---- SUPPLIED TEXT

A numerical procedure to solve the non-linear differential equation that governs the bond–slip problem was proposed in [25]. The algorithm is summarized in Figure 2 and is based on an iterative shooting solution of the system of ODEs

$$\left\{\begin{array}{c}\frac{d}{dx}s={\epsilon }_s\left({\sigma }_s\right)-{\epsilon }_c\left(\frac{F-{\sigma }_s{A}_s}{A_c\left(x\right)}\right)\\ \frac{d}{dx}{\sigma }_s=\frac{4}{\Phi }\tau \left(s,x\right)\end{array}\right.$$ (8)

which can be suitably derived from Equation (7).

Figure 2.

Flowchart of the numerical procedure to solve the bond–slip problem in r.c. elements.

The first phase of the algorithm allows us to define the boundary conditions up to the first crack opening in a reinforced concrete tie of length $L$ by means of the following steps:

1. the origin of the x-axis is set at the starting cross-section of the tie, $x=x_0=0$, where ${\sigma }_c=0$, and half of the tie is subdivided into $N$ intervals of constant length $\Delta x$;

2. the constitutive laws $\sigma -\epsilon$ for steel and concrete under tensile stresses are assigned, as well as the bond–slip law $\tau -s$ and the $A_c\left(x\right)$ function;

3. tentative boundary conditions, $s_0$ and ${\epsilon }_{s0}$ in $x=0$, are assigned, and the bond and tensile stress, ${\tau }_0\left(s_0\right)$ and ${\sigma }_{s0}\left({\epsilon }_{s0}\right)$, are evaluated using the previously defined bond–slip law and the steel constitutive law;

4. the system of Equation (8) is integrated in the i-th interval using the Runge–Kutta 4th order method [28], determining the slip $s_i$ and the steel stress ${\sigma }_{s,i}$ at the end of the interval $x_i$;

5. the bond stress, ${\tau }_i\left(s_i\right)$, in $x_i$ is evaluated using the bond–slip law;

6. the stress in the concrete section, ${\sigma }_{c,i}$, is calculated through the equilibrium condition

   $${\sigma }_{c.i}=\frac{\left(F-{\sigma }_{s,i}{A}_s\right)}{A_c\left(x_i\right)}$$ (9)

--------
---- DATA FOR THE TASK

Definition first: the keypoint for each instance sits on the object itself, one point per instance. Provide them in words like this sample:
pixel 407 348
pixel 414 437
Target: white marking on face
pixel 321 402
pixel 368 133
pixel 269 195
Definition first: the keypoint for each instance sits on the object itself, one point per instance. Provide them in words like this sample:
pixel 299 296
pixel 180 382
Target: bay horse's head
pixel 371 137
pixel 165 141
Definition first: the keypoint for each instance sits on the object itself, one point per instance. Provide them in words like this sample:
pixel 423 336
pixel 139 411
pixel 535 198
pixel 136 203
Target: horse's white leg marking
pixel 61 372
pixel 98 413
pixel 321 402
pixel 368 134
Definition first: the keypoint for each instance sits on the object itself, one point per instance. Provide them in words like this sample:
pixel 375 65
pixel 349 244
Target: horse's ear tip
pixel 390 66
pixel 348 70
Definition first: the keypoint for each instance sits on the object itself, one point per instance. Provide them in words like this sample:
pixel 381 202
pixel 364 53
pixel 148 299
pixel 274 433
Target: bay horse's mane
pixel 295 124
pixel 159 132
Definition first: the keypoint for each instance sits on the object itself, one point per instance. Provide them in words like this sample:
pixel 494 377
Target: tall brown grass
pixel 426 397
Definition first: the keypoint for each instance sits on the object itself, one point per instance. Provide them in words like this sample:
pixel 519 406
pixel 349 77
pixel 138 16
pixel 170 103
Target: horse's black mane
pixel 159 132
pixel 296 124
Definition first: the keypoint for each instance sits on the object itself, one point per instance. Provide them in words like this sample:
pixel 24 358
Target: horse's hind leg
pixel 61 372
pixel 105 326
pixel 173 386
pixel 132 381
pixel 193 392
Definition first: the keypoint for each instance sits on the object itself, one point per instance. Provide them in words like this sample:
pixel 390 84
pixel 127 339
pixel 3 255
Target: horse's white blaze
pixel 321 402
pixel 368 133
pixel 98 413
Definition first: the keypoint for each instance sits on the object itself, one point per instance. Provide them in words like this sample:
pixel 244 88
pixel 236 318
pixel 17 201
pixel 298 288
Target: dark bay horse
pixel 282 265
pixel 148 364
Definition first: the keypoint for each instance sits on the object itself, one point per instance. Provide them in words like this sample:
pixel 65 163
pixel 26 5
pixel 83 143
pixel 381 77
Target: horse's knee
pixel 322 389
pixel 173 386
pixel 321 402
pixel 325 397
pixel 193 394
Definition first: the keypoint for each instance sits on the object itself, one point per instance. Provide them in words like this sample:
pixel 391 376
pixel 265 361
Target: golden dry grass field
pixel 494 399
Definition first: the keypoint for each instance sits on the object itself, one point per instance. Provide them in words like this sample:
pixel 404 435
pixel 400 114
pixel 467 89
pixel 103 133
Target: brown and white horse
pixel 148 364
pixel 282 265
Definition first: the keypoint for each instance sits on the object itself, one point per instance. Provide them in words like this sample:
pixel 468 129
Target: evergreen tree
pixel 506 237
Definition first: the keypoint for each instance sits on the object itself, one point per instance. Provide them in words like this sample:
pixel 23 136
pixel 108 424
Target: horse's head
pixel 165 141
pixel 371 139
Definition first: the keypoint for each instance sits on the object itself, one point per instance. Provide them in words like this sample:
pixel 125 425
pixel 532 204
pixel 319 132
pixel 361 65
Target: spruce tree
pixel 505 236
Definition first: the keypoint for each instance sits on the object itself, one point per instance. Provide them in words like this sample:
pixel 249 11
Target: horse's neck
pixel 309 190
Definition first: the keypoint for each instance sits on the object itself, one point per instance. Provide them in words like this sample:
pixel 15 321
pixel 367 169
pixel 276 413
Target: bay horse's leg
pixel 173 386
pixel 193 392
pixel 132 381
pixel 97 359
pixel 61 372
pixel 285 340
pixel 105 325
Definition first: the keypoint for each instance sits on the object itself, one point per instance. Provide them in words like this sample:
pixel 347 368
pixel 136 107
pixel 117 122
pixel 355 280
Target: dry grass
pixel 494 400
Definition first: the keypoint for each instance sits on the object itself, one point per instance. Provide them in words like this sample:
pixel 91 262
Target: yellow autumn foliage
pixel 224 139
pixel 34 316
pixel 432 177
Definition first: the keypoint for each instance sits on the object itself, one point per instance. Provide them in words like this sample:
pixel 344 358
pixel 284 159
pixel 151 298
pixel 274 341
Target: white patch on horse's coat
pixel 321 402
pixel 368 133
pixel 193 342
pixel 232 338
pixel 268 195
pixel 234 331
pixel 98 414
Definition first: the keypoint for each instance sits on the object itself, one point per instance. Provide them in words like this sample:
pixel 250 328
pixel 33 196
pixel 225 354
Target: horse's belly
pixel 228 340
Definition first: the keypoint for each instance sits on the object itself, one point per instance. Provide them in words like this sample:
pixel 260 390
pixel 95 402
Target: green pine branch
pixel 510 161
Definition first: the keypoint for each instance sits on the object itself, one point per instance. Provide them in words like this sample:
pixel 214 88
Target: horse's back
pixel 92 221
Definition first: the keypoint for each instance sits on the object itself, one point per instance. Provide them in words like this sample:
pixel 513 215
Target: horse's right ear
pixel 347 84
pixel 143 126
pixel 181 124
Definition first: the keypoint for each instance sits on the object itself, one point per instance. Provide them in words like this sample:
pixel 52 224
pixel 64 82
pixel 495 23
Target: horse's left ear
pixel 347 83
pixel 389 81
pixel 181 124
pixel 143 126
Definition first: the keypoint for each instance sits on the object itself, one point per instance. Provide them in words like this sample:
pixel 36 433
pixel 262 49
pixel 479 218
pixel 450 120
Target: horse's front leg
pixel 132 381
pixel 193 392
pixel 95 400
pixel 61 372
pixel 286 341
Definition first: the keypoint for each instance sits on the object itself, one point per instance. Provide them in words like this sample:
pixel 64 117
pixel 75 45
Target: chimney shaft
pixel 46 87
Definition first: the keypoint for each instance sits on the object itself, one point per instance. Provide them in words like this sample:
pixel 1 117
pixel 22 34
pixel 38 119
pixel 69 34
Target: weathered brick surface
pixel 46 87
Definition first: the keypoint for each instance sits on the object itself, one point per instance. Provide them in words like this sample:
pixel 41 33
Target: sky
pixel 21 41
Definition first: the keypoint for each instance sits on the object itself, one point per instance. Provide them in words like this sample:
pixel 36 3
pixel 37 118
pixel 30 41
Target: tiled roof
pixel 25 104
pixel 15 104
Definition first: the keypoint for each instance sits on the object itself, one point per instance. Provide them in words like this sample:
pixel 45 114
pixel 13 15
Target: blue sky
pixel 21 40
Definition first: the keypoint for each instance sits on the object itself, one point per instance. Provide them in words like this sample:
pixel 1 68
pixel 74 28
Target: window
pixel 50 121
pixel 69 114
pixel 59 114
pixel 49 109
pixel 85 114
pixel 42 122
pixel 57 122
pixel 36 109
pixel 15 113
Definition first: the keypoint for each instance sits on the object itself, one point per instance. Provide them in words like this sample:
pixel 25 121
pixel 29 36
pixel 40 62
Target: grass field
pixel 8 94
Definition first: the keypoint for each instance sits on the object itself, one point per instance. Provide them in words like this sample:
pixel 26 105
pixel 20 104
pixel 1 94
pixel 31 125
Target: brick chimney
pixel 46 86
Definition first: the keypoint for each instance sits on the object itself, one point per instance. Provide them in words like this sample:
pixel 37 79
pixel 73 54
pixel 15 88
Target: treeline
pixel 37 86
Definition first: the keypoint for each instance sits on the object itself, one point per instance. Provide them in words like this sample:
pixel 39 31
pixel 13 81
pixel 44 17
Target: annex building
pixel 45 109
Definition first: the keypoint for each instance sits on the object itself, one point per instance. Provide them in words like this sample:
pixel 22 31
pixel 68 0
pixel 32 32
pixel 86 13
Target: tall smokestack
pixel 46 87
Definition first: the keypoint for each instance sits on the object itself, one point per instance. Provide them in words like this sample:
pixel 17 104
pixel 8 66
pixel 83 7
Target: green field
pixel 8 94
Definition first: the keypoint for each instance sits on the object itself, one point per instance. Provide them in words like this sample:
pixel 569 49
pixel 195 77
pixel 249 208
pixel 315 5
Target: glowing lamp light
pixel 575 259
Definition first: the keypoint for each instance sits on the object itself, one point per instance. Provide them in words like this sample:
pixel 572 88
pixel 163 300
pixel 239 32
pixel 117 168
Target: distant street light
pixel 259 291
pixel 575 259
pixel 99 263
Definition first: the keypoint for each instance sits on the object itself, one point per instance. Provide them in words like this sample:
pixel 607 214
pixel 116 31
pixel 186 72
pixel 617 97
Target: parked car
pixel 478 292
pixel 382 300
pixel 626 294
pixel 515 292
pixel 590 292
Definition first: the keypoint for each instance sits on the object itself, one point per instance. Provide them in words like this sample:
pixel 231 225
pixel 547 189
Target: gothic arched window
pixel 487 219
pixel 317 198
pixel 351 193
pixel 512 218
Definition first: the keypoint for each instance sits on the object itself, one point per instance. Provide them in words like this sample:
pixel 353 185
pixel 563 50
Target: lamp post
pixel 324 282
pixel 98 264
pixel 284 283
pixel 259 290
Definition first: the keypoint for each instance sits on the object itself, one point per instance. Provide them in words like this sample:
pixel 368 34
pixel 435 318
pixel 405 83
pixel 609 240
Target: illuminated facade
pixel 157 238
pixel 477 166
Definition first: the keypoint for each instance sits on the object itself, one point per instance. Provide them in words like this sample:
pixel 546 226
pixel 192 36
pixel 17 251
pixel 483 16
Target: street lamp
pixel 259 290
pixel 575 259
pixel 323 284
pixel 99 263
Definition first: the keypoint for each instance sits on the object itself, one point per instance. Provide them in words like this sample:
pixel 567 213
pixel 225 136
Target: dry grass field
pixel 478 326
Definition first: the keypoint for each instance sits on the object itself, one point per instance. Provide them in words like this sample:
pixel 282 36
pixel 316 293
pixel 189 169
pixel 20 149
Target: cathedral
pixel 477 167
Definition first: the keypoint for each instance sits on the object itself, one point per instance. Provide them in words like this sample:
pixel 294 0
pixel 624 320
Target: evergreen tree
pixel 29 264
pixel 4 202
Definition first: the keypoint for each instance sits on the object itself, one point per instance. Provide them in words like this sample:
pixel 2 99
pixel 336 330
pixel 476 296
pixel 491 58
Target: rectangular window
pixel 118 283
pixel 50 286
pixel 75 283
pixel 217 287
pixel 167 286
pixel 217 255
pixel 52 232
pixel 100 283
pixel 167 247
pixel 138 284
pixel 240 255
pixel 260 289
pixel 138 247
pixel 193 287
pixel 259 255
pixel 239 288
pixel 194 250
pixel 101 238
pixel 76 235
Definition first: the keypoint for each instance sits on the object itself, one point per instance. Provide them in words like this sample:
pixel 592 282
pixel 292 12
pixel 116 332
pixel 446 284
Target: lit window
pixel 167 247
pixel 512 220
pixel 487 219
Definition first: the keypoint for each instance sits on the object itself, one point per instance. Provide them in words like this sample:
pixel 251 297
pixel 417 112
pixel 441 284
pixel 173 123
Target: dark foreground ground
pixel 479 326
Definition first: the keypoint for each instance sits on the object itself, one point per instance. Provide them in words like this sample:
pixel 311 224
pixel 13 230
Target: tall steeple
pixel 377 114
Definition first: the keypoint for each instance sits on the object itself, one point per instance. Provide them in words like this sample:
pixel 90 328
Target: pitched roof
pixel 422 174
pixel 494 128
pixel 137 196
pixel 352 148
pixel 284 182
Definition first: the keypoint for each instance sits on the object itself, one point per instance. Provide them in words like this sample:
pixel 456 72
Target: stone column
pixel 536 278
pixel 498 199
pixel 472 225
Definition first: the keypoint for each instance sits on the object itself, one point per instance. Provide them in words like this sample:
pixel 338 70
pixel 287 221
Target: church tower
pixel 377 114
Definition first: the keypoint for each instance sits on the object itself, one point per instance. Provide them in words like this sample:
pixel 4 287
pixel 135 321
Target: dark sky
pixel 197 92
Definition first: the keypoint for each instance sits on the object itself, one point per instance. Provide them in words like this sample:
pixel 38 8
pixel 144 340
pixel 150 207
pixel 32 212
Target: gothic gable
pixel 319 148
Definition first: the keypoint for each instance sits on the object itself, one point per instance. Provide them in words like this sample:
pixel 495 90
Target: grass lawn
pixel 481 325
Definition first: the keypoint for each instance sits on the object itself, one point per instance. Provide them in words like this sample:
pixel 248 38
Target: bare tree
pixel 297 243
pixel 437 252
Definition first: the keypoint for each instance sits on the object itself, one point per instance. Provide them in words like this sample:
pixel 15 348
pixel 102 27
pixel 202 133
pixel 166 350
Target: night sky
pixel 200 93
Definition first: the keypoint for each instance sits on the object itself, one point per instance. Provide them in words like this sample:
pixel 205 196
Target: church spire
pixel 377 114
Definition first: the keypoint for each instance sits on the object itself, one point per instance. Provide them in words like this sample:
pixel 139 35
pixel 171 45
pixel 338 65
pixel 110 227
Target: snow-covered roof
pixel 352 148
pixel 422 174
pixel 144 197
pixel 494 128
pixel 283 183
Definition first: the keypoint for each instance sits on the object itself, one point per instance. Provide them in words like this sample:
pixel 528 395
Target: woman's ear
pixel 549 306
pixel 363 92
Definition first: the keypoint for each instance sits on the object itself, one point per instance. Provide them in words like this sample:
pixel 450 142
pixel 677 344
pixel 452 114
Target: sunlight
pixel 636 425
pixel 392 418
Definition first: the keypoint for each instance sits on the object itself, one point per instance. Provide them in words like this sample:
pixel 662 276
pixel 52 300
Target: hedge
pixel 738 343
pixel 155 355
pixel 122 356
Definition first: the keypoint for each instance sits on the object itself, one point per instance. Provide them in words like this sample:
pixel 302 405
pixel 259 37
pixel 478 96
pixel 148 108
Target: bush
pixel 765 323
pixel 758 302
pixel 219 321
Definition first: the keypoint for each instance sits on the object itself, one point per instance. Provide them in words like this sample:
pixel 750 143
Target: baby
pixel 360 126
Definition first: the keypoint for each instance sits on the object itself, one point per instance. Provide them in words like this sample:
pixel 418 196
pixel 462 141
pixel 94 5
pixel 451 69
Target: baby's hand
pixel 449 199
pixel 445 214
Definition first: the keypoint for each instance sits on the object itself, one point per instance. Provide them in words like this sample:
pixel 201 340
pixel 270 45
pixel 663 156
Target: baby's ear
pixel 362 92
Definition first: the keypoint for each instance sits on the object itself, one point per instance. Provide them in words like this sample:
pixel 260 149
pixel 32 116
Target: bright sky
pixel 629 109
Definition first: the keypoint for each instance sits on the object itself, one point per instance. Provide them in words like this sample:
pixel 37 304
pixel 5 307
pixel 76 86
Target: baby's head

--------

AIM A:
Print the passage on the bond–slip procedure between "A numerical procedure" and "in r.c. elements.", inclusive.
AIM B:
Collect every line of the entries that contains the word "street".

COMPLETE RESPONSE A:
A numerical procedure to solve the non-linear differential equation that governs the bond–slip problem was proposed in [25]. The algorithm is summarized in Figure 2 and is based on an iterative shooting solution of the system of ODEs

$$\left\{\begin{array}{c}\frac{d}{dx}s={\epsilon }_s\left({\sigma }_s\right)-{\epsilon }_c\left(\frac{F-{\sigma }_s{A}_s}{A_c\left(x\right)}\right)\\ \frac{d}{dx}{\sigma }_s=\frac{4}{\Phi }\tau \left(s,x\right)\end{array}\right.$$ (8)

which can be suitably derived from Equation (7).

Figure 2.

Flowchart of the numerical procedure to solve the bond–slip problem in r.c. elements.

COMPLETE RESPONSE B:
Target: distant street light
Target: street lamp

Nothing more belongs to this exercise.